Output the following lines verbatim, character for character, with nothing added or removed.

====

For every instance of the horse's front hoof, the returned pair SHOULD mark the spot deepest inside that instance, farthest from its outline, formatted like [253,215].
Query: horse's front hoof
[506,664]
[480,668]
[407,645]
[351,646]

====

■ Full solution ■
For every instance of the horse's front hoof, the returned pair SHOULD mark the spot deepest inside that instance, farthest from its outline, formatted like [253,215].
Query: horse's front hoof
[506,664]
[480,668]
[407,645]
[351,646]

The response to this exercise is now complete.